Change "blurred" to "out-of-focus" in the part of the entries that opens with the line containing "task: segment the blurred" and closes with the line containing "138), (279, 137)]". Return only those lines, with everything else left the same.

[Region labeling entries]
....................

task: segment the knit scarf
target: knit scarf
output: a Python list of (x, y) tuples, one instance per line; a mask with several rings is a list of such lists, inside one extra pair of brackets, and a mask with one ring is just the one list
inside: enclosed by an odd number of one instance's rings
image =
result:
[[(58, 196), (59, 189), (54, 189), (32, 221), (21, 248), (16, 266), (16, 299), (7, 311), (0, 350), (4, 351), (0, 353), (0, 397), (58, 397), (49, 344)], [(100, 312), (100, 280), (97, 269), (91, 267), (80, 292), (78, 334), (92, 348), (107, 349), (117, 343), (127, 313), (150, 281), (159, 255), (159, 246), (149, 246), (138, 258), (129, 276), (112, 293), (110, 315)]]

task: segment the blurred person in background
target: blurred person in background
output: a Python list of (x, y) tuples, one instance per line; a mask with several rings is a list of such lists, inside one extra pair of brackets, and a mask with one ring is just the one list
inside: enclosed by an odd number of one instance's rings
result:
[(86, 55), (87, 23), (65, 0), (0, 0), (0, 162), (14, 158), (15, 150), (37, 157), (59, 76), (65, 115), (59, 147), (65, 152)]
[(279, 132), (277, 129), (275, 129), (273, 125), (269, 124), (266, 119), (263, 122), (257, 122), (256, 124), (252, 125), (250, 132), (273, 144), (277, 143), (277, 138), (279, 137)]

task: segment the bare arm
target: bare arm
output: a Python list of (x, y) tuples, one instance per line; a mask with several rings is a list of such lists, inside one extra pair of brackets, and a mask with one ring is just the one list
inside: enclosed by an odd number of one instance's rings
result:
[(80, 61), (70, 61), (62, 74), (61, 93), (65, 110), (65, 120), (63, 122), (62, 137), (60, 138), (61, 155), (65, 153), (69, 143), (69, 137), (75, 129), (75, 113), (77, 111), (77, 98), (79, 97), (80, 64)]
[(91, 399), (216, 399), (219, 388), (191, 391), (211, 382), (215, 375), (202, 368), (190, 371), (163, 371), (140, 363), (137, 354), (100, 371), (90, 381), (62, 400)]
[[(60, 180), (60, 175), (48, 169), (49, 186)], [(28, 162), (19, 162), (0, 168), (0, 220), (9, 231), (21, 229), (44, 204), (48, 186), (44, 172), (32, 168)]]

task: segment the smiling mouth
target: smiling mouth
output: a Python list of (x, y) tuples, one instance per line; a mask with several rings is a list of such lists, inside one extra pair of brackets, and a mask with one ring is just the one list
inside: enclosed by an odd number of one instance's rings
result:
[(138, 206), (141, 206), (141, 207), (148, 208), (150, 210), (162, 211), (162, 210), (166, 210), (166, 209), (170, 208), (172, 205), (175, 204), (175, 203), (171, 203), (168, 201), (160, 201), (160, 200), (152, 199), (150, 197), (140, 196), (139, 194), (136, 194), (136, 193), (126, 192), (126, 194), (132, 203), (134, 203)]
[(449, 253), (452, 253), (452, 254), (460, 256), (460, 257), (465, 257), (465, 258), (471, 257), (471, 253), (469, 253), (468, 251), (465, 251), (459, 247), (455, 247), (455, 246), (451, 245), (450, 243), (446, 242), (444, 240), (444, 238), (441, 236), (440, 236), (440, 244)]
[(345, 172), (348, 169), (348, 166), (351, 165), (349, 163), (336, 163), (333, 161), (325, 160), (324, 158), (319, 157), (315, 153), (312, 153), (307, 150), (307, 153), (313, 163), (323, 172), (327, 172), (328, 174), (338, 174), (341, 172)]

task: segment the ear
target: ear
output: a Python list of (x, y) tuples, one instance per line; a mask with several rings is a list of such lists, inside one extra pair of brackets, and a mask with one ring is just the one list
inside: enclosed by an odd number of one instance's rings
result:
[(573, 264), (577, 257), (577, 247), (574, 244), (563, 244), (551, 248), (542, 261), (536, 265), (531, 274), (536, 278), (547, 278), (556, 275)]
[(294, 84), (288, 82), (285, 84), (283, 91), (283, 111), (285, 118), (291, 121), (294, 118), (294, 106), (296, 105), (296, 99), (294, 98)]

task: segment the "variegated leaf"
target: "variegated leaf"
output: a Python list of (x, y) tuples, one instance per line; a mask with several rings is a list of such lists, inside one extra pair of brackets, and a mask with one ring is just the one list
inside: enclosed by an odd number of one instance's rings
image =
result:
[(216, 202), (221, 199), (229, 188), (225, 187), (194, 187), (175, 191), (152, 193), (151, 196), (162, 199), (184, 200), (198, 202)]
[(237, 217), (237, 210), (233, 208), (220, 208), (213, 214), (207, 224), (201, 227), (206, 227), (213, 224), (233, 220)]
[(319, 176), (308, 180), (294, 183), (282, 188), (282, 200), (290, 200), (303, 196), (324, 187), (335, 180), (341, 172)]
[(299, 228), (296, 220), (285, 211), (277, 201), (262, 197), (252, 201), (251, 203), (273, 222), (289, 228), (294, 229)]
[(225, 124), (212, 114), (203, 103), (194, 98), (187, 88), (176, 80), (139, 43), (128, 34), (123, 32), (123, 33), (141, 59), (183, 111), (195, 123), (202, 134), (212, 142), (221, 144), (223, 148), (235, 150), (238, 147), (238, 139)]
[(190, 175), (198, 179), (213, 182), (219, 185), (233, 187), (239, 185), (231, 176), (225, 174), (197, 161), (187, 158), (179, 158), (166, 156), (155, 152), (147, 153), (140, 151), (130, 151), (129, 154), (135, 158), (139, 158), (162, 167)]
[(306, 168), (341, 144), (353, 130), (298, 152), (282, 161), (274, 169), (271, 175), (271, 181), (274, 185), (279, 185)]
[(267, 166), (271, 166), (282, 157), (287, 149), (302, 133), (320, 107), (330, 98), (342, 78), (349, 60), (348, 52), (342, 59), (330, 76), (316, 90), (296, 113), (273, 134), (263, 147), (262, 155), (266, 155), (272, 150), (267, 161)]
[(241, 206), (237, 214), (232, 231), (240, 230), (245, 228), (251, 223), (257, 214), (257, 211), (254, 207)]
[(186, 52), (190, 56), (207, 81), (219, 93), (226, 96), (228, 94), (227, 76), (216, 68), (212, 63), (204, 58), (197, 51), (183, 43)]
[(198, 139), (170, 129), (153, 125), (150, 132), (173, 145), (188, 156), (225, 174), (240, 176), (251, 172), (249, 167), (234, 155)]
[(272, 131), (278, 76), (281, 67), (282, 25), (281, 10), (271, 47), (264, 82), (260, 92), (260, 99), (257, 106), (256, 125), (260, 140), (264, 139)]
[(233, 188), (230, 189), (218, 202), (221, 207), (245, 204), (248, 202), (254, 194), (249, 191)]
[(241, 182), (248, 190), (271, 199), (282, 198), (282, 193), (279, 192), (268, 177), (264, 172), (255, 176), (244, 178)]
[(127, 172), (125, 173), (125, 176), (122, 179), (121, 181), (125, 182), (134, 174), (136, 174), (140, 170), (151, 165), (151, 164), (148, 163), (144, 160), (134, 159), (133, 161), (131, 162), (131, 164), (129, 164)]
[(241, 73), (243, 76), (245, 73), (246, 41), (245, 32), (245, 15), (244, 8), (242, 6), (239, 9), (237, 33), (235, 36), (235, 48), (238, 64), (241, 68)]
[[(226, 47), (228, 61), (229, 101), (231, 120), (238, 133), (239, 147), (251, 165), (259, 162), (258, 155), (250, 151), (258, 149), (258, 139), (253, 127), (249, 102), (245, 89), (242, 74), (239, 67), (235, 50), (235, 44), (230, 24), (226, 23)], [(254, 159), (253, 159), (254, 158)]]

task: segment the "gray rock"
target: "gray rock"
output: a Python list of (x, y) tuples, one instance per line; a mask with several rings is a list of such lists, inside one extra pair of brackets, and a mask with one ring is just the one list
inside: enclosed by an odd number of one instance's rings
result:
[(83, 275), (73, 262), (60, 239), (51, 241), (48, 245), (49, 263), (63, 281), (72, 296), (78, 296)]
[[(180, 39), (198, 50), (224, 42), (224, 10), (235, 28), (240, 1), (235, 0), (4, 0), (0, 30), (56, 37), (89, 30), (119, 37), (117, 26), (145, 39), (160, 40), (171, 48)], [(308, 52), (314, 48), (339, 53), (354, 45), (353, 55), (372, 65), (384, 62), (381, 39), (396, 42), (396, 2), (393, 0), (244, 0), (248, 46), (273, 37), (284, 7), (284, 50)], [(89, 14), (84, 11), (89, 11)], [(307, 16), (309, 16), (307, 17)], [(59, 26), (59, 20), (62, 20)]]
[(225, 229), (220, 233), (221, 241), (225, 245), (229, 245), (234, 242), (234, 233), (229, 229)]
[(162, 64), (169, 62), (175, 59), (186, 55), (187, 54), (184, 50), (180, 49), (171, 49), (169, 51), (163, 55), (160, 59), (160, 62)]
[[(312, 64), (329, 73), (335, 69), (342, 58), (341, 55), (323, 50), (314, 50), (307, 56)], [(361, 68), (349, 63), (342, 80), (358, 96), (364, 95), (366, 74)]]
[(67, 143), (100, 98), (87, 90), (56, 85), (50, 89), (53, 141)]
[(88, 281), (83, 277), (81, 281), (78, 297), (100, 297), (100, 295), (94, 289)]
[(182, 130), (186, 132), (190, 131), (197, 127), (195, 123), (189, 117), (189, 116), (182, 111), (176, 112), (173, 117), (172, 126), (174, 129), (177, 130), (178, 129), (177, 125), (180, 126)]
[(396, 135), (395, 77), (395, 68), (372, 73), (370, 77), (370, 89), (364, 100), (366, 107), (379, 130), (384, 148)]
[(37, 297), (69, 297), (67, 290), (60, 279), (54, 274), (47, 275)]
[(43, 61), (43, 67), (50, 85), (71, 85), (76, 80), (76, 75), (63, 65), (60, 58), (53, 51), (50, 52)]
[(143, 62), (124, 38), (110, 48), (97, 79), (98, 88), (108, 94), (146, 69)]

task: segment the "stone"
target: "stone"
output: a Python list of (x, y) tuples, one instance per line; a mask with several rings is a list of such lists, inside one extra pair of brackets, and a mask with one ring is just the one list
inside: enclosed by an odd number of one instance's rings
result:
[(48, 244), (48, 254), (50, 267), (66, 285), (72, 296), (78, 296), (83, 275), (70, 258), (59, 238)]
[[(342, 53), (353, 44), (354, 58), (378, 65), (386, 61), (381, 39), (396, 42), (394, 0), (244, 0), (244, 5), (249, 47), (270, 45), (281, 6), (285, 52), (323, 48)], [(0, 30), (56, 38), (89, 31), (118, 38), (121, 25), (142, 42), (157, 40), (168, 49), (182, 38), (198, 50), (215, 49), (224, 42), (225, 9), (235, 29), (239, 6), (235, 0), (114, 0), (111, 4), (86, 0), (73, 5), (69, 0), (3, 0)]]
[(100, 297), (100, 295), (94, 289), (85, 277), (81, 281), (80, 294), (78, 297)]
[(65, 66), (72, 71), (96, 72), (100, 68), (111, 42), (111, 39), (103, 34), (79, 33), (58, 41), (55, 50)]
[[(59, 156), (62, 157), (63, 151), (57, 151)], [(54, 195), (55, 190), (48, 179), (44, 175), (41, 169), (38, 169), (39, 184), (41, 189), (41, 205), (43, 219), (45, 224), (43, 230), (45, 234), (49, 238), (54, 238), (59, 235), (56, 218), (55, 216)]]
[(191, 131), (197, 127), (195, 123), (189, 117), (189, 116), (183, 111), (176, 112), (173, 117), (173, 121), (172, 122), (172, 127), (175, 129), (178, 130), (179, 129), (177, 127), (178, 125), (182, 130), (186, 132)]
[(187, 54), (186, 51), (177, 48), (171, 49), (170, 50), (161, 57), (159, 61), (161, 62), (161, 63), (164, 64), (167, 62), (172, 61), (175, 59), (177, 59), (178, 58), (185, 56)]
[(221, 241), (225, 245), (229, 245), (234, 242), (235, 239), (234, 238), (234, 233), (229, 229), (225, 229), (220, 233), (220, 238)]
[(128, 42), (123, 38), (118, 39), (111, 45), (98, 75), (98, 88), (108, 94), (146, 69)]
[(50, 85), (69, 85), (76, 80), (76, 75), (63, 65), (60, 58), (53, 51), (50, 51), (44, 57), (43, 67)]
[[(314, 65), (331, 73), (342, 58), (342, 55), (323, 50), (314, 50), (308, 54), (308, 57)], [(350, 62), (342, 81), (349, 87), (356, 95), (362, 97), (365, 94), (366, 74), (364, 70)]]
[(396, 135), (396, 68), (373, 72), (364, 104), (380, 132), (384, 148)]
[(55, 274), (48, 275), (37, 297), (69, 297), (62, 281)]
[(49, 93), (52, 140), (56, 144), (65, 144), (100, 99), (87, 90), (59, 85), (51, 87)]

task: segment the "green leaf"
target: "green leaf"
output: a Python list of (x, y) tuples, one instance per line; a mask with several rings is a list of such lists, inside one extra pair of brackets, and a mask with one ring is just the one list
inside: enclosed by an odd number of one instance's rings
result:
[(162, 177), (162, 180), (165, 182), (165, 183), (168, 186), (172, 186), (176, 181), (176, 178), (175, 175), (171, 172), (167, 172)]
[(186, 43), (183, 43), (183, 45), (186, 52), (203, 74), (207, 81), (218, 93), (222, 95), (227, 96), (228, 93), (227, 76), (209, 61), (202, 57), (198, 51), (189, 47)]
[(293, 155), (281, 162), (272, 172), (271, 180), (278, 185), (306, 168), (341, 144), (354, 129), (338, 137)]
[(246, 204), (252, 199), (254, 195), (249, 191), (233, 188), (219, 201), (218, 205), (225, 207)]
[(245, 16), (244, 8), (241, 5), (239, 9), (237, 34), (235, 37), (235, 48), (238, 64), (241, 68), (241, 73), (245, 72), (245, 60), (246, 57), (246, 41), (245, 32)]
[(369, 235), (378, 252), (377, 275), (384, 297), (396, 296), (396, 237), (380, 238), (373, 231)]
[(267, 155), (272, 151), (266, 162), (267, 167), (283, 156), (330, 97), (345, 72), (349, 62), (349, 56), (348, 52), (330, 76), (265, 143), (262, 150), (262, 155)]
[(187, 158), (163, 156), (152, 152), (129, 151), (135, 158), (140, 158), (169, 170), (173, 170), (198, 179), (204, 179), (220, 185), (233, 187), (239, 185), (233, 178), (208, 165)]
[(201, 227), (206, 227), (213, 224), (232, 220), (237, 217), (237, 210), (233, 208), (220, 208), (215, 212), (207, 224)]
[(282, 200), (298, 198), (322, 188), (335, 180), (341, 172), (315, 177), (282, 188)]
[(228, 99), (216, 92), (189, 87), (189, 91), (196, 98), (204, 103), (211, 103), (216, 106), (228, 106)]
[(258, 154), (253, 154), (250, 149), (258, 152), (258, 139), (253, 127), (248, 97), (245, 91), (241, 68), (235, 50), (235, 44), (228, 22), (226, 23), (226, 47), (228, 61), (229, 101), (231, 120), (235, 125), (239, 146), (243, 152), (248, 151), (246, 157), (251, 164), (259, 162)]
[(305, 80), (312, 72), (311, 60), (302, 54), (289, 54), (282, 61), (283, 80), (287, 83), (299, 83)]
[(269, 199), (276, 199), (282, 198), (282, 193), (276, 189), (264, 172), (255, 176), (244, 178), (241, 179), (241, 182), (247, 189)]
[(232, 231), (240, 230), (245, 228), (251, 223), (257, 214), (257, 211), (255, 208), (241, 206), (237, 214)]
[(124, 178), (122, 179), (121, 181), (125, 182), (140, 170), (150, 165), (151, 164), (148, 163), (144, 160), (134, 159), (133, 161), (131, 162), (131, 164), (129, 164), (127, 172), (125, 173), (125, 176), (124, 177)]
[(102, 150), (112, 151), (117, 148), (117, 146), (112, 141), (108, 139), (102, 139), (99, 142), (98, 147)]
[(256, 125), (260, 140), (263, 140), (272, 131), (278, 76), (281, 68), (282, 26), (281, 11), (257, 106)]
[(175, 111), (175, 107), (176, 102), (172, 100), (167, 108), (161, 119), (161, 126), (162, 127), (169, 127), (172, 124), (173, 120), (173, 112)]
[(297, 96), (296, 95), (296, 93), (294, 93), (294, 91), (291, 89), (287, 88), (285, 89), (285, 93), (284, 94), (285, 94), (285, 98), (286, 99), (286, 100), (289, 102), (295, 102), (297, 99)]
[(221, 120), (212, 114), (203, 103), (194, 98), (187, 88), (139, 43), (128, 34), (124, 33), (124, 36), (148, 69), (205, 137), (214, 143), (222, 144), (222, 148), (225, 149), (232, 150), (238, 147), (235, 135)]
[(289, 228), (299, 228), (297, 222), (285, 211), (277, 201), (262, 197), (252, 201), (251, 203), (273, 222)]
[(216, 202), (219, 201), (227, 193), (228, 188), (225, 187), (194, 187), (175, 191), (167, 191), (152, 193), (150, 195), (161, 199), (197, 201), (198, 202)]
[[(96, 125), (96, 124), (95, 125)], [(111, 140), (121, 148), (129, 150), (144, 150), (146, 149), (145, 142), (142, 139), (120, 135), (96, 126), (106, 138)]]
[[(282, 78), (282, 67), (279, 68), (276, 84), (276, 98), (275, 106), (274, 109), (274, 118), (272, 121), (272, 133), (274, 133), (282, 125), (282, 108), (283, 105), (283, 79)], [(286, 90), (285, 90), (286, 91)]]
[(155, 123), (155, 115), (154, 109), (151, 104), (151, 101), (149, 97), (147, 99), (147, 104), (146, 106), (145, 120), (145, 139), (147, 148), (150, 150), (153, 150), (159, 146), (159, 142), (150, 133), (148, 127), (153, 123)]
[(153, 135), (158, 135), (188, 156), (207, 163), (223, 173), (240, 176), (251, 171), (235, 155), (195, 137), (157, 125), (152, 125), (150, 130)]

....................

● **ANSWER IN FULL**:
task: segment the out-of-focus person in background
target: out-of-focus person in background
output: a Python list of (x, y) tuples, one instance per line; a mask with several rings is a list of such lists, inside one extra pair of brackets, and a mask with one ring is just the one list
inside: enclosed by an odd number of one instance's rings
result:
[(86, 55), (87, 23), (65, 0), (0, 0), (0, 162), (14, 158), (15, 150), (37, 157), (59, 76), (65, 115), (59, 147), (65, 152)]
[(279, 132), (277, 129), (275, 129), (273, 125), (269, 124), (266, 119), (263, 122), (257, 122), (256, 124), (252, 125), (250, 132), (273, 144), (277, 143), (277, 138), (279, 137)]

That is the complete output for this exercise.